Output the entries below exactly as written, omitting pictures.

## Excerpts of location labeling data
↓
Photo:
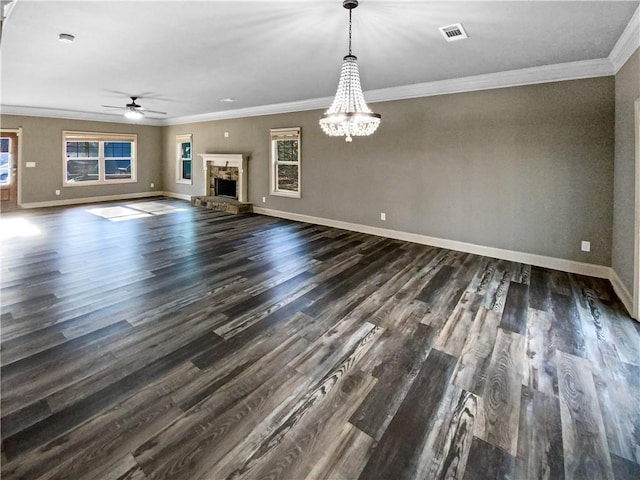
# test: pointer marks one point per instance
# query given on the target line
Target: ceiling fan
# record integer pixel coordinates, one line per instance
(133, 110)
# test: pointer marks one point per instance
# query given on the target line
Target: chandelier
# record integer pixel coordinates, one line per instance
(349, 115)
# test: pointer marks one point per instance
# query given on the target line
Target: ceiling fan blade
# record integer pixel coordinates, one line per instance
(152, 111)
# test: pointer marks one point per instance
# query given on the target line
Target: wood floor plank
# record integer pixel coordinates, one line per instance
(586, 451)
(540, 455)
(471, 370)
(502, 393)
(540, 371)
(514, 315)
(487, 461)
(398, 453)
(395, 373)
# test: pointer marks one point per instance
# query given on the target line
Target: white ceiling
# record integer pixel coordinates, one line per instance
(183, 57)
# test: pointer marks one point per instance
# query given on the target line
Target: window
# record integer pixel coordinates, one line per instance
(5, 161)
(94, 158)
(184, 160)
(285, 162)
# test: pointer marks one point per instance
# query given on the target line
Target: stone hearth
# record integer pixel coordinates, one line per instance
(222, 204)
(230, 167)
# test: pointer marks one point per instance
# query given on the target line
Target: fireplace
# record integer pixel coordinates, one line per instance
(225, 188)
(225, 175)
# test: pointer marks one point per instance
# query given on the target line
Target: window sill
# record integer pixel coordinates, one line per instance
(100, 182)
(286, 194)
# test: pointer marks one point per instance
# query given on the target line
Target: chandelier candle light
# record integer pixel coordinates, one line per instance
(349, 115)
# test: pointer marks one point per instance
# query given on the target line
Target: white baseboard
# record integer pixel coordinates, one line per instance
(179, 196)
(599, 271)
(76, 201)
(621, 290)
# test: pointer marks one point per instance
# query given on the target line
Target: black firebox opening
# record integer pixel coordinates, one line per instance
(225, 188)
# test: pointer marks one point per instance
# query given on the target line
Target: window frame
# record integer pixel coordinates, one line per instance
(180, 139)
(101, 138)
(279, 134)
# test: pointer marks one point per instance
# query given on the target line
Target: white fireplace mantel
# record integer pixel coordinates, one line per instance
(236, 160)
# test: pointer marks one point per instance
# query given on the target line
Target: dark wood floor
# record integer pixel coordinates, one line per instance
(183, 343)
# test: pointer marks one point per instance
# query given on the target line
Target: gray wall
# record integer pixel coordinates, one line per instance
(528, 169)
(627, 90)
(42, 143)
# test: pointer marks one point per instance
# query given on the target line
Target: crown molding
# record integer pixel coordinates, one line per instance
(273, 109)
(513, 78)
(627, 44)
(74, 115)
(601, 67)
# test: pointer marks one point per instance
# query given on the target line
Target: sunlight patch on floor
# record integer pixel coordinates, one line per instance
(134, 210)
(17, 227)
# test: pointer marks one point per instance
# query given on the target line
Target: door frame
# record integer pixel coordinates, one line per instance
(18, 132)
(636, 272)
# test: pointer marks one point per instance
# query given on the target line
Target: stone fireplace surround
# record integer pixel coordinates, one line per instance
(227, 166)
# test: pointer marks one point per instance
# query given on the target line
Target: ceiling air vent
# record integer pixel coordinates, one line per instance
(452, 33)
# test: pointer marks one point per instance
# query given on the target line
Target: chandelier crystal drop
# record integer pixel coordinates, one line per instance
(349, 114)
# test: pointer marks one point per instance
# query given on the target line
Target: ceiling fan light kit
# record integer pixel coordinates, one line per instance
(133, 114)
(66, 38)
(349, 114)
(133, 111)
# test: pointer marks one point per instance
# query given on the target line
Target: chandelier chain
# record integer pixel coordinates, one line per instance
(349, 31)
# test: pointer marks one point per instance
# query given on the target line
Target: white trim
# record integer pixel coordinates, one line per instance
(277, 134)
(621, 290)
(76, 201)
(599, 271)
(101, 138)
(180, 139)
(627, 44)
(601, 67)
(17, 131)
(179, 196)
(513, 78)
↑
## CORRECT OUTPUT
Photo:
# test: pointer marks one point per instance
# query given on the target line
Target: ceiling fan
# record integer pixel coordinates, one line per instance
(133, 110)
# test: pointer marks one point per instance
# query given on the target line
Target: chandelier
# record integer pixel coordinates, one line per instance
(349, 115)
# test: pointer marks one point per instance
# query given on the target line
Target: ceiling fan blade
# record integer pixel coordinates, one line per instance
(152, 111)
# test: pointer marks one point per instance
# query given on the target line
Target: wood floor plank
# record integer pixel coordinates, one line per instance
(586, 451)
(540, 455)
(471, 370)
(502, 393)
(540, 371)
(514, 315)
(487, 461)
(398, 453)
(395, 373)
# test: pointer marks one point per instance
# query given on the target line
Target: white ceiling
# record integer pixel coordinates, one line per instance
(183, 57)
# test: pointer marks one point per instance
# query given on the target line
Target: window
# record integer pixel coordinates, one line per instance
(5, 161)
(94, 158)
(184, 160)
(285, 162)
# test: pointer marks one point per instance
# query given on the target line
Target: stone hearth
# record integer pixel coordinates, one line per instance
(222, 204)
(230, 167)
# test: pointer marks one point per instance
# query given on the target line
Target: fireplace
# record integer pixel coordinates, one line per instance
(225, 188)
(225, 175)
# test: pointer marks one point per instance
# query given on the target line
Target: window sill
# record integer pixel coordinates, one line per instance
(100, 182)
(286, 194)
# test: pointer marks one point per instance
# query given on the target line
Target: chandelier candle light
# record integer pixel coordinates, one line per instance
(349, 115)
# test: pointer marks one point per instance
# query given on the target line
Target: white baseboard
# record integer pixel coordinates, one line per instance
(179, 196)
(599, 271)
(76, 201)
(621, 290)
# test: pointer marks one point per instance
# query given on the target line
Target: black firebox opening
# record integer pixel coordinates, one line per instance
(225, 188)
# test: pointer marks one point per instance
# query given on the target line
Target: window frame
# record integer pixel coordinates, one line per instance
(180, 139)
(101, 138)
(279, 134)
# test: pointer marks one point per instance
# query given on the target line
Target: white fireplace mantel
# record integer pixel coordinates, one line per instance
(236, 160)
# test: pointer marks one point per instance
# query given on the target line
Target: dark wood floor
# record integer pixel coordinates, one line per instance
(183, 343)
# test: pointer marks one point per instance
# query given on the target line
Target: gray wall
# record integer pixel coordinates, one line per instance
(528, 169)
(627, 90)
(42, 143)
# test: pointer marks one point per instance
# query given on the target line
Target: crown molding
# record integer pixel coordinates, one line per instance
(273, 109)
(513, 78)
(627, 44)
(74, 115)
(601, 67)
# test: pointer marks one point per instance
# query given on the target line
Target: sunlight patch on floor
# record integer pixel coordinates, one line per instance
(134, 210)
(17, 227)
# test: pointer marks one point per instance
# query given on the target line
Target: door frame
# record integer pixel coordinates, one line per instance
(18, 132)
(636, 272)
# test: pointer marks one point per instance
# query given on the target line
Target: stone fireplace surround
# record integer pixel coordinates, one line per instance
(227, 166)
# test: pointer marks one point per instance
# query given on the target line
Target: ceiling air vent
# record integer pixel coordinates, one line per instance
(452, 33)
# test: pointer marks one point per instance
# query given on the target line
Target: chandelier crystal drop
# record integer pixel coordinates, one line per instance
(349, 114)
# test: pointer marks one point per instance
# query given on the target line
Target: ceiling fan light kit
# record integer pixel coordinates, one line per instance
(133, 114)
(66, 38)
(349, 114)
(133, 111)
# test: pointer marks one point per instance
# query given on the target line
Target: chandelier chain
# record integer pixel coordinates, one line per instance
(349, 31)
# test: pointer marks one point per instance
# query given on the target line
Target: white trim
# record integer pixel coordinates, one line per instance
(277, 134)
(621, 290)
(76, 201)
(599, 271)
(101, 138)
(180, 139)
(627, 44)
(601, 67)
(17, 131)
(179, 196)
(513, 78)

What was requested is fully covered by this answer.